---- AUSGEWÄHLTER ABSCHNITT
# [PCGHX] Clan-Regeln



## Painkiller (26. Mai 2011)

*[PCGHX] Clan-Regeln*​ 
Ohne diverse Regeln kann ein Clan nicht funktionieren. Weder im Fun noch im Profisegment. Die nun aufgelisteten Clan-Regeln gelten ohne Außnahme für jede Person im Clan. Ein Änderung der Regeln erfolgt über einen Mehrheitsentscheid. Falls es Änderungen geben sollte, werdet ihr natürlich informiert werden. Bei nichteinhaltung der Regeln behällt sich das Verwaltungsteam administrative Maßnahmen vor. In besonders schweren Fällen kann man auch vom Clan ausgeschlossen werden. Regelverletzungen sind sofort der Clanleitung bzw. den Admins zu melden!
--------
---- GEGEBENE DATEN
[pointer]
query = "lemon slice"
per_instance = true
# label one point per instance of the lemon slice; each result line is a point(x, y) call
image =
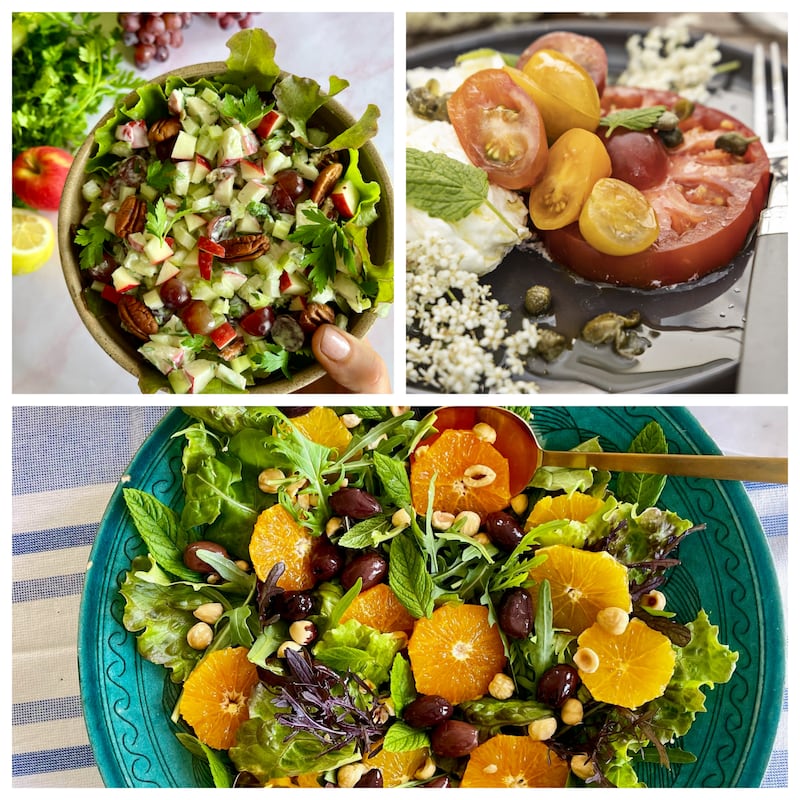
point(32, 241)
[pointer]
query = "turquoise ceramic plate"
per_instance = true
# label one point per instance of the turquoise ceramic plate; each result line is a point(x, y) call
point(727, 570)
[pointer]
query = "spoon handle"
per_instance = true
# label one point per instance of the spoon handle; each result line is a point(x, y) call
point(733, 468)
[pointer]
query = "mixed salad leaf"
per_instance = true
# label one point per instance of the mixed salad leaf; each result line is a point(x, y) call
point(341, 696)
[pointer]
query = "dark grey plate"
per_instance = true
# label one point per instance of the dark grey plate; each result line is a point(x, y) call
point(694, 330)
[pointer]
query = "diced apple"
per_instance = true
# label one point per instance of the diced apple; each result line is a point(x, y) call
point(223, 335)
point(205, 261)
point(108, 292)
point(168, 270)
point(124, 280)
point(184, 147)
point(199, 372)
point(182, 177)
point(224, 191)
point(252, 191)
point(231, 149)
point(228, 375)
point(251, 170)
point(200, 168)
point(194, 222)
point(152, 299)
point(158, 250)
point(345, 198)
point(270, 122)
point(293, 283)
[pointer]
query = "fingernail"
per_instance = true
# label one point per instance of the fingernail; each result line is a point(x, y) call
point(334, 344)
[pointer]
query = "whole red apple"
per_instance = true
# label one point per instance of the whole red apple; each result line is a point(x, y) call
point(38, 175)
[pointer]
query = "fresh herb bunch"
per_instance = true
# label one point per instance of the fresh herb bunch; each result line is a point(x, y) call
point(64, 68)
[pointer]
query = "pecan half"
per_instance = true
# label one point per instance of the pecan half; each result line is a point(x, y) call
point(314, 315)
point(245, 248)
point(163, 129)
point(136, 317)
point(325, 182)
point(130, 217)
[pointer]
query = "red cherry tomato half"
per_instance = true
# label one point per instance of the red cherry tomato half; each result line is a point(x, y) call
point(706, 205)
point(583, 50)
point(500, 128)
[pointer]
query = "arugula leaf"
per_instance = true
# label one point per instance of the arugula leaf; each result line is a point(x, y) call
point(443, 187)
point(161, 530)
point(634, 119)
point(92, 238)
point(408, 578)
point(247, 109)
point(641, 488)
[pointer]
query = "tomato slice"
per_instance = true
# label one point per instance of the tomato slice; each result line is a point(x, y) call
point(706, 204)
point(583, 50)
point(577, 159)
point(500, 128)
point(617, 219)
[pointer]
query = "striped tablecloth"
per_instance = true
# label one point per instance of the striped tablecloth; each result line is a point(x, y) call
point(66, 462)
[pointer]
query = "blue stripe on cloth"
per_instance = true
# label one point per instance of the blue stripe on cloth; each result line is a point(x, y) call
point(47, 588)
point(58, 760)
point(53, 539)
point(777, 770)
point(94, 445)
point(37, 711)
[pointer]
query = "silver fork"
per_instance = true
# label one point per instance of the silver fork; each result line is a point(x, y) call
point(763, 366)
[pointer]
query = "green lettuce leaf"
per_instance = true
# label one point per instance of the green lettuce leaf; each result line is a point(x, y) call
point(264, 749)
point(160, 612)
point(360, 649)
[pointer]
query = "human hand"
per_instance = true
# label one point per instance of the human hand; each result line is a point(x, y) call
point(352, 364)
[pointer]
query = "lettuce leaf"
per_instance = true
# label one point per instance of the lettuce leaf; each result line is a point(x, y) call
point(362, 650)
point(268, 750)
point(160, 612)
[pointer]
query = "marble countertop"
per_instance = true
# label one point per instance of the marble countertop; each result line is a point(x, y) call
point(52, 351)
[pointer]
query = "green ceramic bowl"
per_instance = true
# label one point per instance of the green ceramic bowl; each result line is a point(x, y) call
point(106, 330)
point(727, 570)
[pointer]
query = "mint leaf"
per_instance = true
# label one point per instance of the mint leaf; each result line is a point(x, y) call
point(443, 187)
point(160, 528)
point(401, 738)
point(408, 578)
point(639, 488)
point(634, 119)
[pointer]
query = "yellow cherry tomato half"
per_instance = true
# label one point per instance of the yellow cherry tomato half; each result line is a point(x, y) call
point(617, 219)
point(575, 162)
point(563, 90)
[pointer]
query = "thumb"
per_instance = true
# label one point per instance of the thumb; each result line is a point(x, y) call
point(351, 362)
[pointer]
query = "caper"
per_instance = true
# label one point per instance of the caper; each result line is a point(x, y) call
point(667, 121)
point(606, 327)
point(683, 108)
point(734, 143)
point(551, 344)
point(538, 299)
point(672, 138)
point(427, 102)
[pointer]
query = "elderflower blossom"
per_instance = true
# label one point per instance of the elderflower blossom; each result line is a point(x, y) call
point(664, 58)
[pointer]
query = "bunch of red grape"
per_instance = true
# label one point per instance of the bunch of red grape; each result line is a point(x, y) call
point(152, 35)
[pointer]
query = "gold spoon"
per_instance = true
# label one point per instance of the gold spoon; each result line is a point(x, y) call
point(517, 441)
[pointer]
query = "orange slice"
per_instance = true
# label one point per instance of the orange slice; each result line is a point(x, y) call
point(456, 652)
point(582, 583)
point(635, 665)
point(575, 506)
point(514, 762)
point(278, 537)
point(469, 474)
point(215, 696)
point(324, 426)
point(379, 608)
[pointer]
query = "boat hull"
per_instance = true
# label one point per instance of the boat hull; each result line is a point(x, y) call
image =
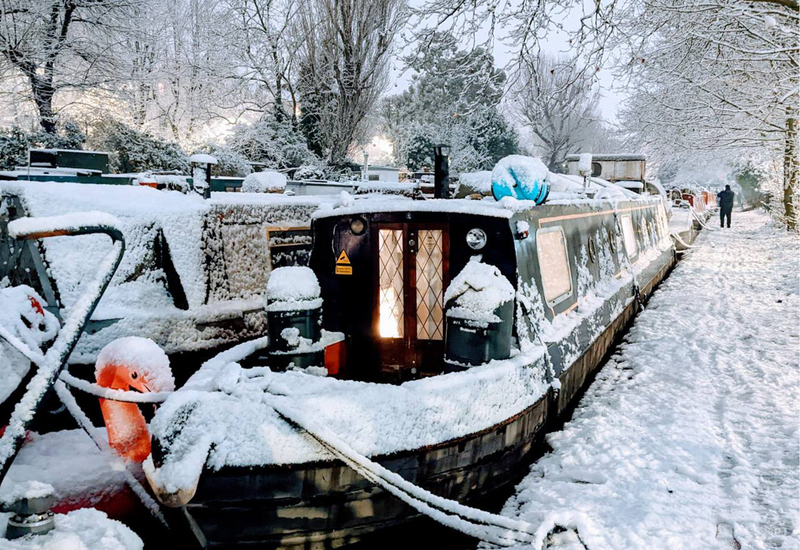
point(328, 505)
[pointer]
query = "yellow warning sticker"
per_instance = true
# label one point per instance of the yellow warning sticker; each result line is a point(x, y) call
point(343, 259)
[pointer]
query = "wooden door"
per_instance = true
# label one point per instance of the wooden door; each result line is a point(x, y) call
point(412, 267)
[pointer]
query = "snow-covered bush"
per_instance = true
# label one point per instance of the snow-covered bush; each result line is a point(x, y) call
point(264, 182)
point(310, 172)
point(133, 150)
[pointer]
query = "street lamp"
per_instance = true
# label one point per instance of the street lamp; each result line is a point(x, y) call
point(441, 171)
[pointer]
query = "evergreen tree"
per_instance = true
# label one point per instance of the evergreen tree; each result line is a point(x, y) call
point(453, 99)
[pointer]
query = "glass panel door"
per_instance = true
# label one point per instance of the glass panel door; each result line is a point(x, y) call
point(390, 265)
point(412, 263)
point(430, 283)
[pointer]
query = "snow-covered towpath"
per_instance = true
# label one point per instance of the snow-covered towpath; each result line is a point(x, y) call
point(688, 439)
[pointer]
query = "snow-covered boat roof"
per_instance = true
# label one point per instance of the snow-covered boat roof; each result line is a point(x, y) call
point(565, 189)
point(50, 150)
point(609, 156)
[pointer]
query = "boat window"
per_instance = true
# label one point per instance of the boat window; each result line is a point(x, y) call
point(551, 246)
point(390, 255)
point(629, 236)
point(430, 285)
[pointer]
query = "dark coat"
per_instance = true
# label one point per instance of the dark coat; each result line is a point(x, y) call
point(725, 199)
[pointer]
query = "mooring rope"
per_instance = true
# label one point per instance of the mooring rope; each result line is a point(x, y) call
point(677, 237)
point(117, 463)
point(485, 526)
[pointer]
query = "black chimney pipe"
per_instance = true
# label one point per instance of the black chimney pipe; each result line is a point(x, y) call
point(441, 171)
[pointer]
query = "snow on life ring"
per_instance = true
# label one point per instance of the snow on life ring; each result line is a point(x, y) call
point(131, 364)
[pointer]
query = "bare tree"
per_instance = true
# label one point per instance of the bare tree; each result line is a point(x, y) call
point(60, 45)
point(556, 102)
point(265, 44)
point(721, 76)
point(346, 54)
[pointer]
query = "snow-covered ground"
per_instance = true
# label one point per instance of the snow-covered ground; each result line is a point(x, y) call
point(79, 530)
point(688, 439)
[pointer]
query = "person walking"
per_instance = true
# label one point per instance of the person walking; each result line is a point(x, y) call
point(725, 201)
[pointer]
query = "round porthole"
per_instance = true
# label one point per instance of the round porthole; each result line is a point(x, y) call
point(612, 241)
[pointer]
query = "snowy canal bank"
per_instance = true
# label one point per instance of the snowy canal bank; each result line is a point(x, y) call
point(689, 436)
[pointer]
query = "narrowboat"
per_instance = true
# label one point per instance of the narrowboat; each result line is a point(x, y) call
point(437, 338)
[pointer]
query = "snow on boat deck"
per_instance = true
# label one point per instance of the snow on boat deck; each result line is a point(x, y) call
point(689, 436)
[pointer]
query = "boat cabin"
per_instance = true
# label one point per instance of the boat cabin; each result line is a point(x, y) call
point(384, 268)
point(383, 277)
--------
• DEINE AUFGABEN:
1. Wiederhole wörtlich den Teil des Abschnitts zu den Clan-Regeln, der bei den Worten „## Painkiller (26.“ anfängt, und hör nach „Admins zu melden!“ auf.
2. Gib die Zeilen unter dem Abschnitt zu den Clan-Regeln unverändert wieder, von der ersten Zeile bis einschließlich der Zeile mit „point(130, 217)“. Lass die Bilder dabei weg.

• ERWARTETE ERGEBNISSE:
1.
## Painkiller (26. Mai 2011)

*[PCGHX] Clan-Regeln*​ 
Ohne diverse Regeln kann ein Clan nicht funktionieren. Weder im Fun noch im Profisegment. Die nun aufgelisteten Clan-Regeln gelten ohne Außnahme für jede Person im Clan. Ein Änderung der Regeln erfolgt über einen Mehrheitsentscheid. Falls es Änderungen geben sollte, werdet ihr natürlich informiert werden. Bei nichteinhaltung der Regeln behällt sich das Verwaltungsteam administrative Maßnahmen vor. In besonders schweren Fällen kann man auch vom Clan ausgeschlossen werden. Regelverletzungen sind sofort der Clanleitung bzw. den Admins zu melden!

2.
[pointer]
query = "lemon slice"
per_instance = true
# label one point per instance of the lemon slice; each result line is a point(x, y) call
image =
point(32, 241)
[pointer]
query = "turquoise ceramic plate"
per_instance = true
# label one point per instance of the turquoise ceramic plate; each result line is a point(x, y) call
point(727, 570)
[pointer]
query = "spoon handle"
per_instance = true
# label one point per instance of the spoon handle; each result line is a point(x, y) call
point(733, 468)
[pointer]
query = "mixed salad leaf"
per_instance = true
# label one point per instance of the mixed salad leaf; each result line is a point(x, y) call
point(341, 696)
[pointer]
query = "dark grey plate"
per_instance = true
# label one point per instance of the dark grey plate; each result line is a point(x, y) call
point(694, 330)
[pointer]
query = "diced apple"
per_instance = true
# label one point per instance of the diced apple; each result line is a point(x, y) call
point(223, 335)
point(205, 261)
point(108, 292)
point(168, 270)
point(124, 280)
point(184, 147)
point(199, 372)
point(182, 177)
point(224, 191)
point(252, 191)
point(231, 149)
point(228, 375)
point(251, 170)
point(200, 168)
point(194, 222)
point(152, 299)
point(158, 250)
point(345, 198)
point(270, 122)
point(293, 283)
[pointer]
query = "fingernail"
per_instance = true
# label one point per instance of the fingernail; each result line is a point(x, y) call
point(334, 344)
[pointer]
query = "whole red apple"
per_instance = true
# label one point per instance of the whole red apple; each result line is a point(x, y) call
point(38, 175)
[pointer]
query = "fresh herb bunch"
per_instance = true
# label one point per instance of the fresh herb bunch; each result line is a point(x, y) call
point(64, 68)
[pointer]
query = "pecan half"
per_instance = true
# label one point per instance of the pecan half; each result line is a point(x, y) call
point(314, 315)
point(245, 248)
point(163, 129)
point(136, 317)
point(325, 182)
point(130, 217)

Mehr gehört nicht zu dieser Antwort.